━━━━━ Data listing

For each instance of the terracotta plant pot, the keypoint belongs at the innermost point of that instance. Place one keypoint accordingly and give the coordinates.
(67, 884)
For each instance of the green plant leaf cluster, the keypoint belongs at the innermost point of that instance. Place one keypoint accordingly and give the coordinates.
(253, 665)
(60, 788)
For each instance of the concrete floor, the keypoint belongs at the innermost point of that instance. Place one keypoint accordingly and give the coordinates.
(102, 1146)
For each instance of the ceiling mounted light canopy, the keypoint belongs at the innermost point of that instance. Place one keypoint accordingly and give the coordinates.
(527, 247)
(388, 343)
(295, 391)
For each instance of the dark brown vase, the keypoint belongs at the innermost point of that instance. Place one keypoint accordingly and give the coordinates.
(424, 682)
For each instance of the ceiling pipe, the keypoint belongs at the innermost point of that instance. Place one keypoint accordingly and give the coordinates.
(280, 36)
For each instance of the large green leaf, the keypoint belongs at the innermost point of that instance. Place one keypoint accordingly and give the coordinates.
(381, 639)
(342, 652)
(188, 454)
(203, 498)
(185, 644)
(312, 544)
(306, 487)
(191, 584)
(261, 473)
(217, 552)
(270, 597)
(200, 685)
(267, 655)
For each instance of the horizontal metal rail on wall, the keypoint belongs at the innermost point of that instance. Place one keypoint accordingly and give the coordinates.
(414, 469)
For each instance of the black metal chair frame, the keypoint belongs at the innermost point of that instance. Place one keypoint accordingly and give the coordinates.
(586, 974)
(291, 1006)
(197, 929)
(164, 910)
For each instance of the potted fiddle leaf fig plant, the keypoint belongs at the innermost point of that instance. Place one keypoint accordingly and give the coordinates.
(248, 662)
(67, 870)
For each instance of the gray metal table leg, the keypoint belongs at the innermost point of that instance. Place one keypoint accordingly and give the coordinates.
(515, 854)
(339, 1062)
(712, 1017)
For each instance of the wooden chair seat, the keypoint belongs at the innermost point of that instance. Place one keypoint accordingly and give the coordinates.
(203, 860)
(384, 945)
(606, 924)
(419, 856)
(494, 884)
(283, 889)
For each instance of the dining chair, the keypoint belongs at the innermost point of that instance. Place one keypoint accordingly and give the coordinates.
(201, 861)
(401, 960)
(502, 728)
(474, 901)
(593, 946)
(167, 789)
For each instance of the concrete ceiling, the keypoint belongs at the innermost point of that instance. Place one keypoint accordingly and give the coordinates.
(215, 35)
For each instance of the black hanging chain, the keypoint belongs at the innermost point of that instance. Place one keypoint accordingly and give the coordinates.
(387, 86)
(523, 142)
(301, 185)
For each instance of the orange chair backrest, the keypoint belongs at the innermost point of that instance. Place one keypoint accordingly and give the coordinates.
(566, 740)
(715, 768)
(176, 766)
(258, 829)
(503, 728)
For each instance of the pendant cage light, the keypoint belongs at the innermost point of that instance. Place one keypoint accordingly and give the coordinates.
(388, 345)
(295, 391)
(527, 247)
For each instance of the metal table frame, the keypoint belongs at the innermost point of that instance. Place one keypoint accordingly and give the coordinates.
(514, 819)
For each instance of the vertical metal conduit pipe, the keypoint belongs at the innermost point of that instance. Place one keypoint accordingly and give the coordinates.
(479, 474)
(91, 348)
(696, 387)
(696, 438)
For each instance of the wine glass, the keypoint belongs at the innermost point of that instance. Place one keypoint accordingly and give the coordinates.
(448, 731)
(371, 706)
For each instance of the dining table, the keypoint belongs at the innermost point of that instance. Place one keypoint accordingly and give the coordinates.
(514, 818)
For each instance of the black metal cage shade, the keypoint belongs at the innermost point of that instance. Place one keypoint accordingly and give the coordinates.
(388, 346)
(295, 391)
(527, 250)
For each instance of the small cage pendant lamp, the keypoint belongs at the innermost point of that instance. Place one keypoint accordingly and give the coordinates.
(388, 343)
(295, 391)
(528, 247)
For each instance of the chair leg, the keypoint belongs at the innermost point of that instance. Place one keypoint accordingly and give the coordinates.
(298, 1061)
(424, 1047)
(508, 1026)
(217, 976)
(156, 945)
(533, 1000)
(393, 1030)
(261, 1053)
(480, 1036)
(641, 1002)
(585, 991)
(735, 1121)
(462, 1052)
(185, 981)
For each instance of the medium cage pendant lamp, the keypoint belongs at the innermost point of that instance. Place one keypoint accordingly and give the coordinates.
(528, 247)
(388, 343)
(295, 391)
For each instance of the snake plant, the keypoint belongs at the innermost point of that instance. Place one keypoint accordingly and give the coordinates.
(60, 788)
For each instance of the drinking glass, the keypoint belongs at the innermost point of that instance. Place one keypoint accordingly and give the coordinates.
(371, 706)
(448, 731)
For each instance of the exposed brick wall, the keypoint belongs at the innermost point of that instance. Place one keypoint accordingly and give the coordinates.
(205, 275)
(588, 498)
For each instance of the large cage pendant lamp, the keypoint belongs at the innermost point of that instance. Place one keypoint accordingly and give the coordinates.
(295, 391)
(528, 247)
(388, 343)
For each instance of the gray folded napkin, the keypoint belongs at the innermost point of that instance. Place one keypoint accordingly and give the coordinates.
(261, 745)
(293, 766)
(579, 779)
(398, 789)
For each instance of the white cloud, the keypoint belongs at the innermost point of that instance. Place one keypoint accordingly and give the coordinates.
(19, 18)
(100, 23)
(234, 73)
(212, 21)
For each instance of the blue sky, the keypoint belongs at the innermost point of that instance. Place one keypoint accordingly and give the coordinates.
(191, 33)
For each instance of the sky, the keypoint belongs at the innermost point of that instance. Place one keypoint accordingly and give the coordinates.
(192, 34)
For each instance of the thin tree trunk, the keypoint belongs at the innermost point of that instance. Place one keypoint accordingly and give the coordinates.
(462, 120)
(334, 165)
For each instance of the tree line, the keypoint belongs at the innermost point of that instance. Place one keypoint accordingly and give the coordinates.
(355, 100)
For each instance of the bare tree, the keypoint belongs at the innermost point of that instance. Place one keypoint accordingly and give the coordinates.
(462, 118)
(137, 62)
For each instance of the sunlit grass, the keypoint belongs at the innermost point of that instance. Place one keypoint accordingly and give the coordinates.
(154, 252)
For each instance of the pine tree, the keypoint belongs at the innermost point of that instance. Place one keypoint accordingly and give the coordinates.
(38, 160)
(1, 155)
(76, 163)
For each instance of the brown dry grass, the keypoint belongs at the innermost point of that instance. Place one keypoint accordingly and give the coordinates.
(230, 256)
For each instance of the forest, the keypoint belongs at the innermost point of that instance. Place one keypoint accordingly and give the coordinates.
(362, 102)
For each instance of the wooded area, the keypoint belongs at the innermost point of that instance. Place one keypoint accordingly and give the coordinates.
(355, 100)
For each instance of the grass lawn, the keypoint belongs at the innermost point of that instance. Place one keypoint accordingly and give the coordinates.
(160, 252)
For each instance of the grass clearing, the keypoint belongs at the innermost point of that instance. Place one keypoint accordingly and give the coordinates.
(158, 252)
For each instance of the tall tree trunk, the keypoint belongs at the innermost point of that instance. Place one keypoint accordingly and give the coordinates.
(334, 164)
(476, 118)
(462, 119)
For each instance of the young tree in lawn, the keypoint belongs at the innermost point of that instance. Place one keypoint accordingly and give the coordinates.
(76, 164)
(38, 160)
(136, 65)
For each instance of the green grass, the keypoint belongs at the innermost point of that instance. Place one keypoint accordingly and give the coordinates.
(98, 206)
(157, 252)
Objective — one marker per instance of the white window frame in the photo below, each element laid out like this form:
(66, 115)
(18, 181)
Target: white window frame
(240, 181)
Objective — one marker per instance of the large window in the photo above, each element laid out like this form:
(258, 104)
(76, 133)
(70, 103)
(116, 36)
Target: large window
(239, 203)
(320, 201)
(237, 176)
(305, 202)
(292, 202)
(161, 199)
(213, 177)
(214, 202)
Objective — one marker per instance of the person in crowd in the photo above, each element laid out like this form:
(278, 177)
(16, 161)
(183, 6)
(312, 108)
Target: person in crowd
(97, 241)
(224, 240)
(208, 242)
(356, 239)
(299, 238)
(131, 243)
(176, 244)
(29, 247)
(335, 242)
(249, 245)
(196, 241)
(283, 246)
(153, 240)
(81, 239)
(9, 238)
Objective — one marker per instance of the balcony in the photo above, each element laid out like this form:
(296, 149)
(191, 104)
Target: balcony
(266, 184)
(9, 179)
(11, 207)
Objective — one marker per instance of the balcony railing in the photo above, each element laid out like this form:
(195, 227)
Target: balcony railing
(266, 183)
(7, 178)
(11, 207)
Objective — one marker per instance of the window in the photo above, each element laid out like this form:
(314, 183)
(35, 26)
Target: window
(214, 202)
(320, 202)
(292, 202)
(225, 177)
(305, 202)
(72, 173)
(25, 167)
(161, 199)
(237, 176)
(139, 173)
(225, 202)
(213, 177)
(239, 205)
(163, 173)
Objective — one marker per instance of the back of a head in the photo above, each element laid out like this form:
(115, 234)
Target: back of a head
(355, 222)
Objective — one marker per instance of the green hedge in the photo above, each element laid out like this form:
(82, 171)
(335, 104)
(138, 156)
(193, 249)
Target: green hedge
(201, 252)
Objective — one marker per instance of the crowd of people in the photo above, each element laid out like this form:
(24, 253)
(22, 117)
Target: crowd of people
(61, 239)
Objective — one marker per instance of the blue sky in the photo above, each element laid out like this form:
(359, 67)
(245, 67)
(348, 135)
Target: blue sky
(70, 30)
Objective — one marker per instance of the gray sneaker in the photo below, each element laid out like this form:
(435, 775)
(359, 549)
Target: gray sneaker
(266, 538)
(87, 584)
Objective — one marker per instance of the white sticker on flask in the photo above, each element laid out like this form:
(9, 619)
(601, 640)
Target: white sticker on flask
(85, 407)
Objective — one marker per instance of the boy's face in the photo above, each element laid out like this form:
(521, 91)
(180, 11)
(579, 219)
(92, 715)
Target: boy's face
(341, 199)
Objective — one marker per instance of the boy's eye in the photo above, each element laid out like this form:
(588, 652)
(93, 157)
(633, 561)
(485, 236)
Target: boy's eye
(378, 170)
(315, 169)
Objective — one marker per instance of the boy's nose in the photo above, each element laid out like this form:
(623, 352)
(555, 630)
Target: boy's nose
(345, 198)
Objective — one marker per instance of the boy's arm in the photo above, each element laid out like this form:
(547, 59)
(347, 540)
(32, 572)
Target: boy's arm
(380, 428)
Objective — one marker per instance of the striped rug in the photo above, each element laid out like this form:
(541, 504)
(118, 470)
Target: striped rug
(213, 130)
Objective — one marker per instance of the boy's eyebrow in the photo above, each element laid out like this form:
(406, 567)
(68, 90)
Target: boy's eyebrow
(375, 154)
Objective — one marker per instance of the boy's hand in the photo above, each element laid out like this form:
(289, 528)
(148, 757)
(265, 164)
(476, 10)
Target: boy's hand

━━━━━━━━━━

Work to be completed: Copy all the lines above that hold the string "hand".

Answer space:
Objective — one marker per instance of the boy's hand in the photo above, each element laid out like this form:
Target: boy's hand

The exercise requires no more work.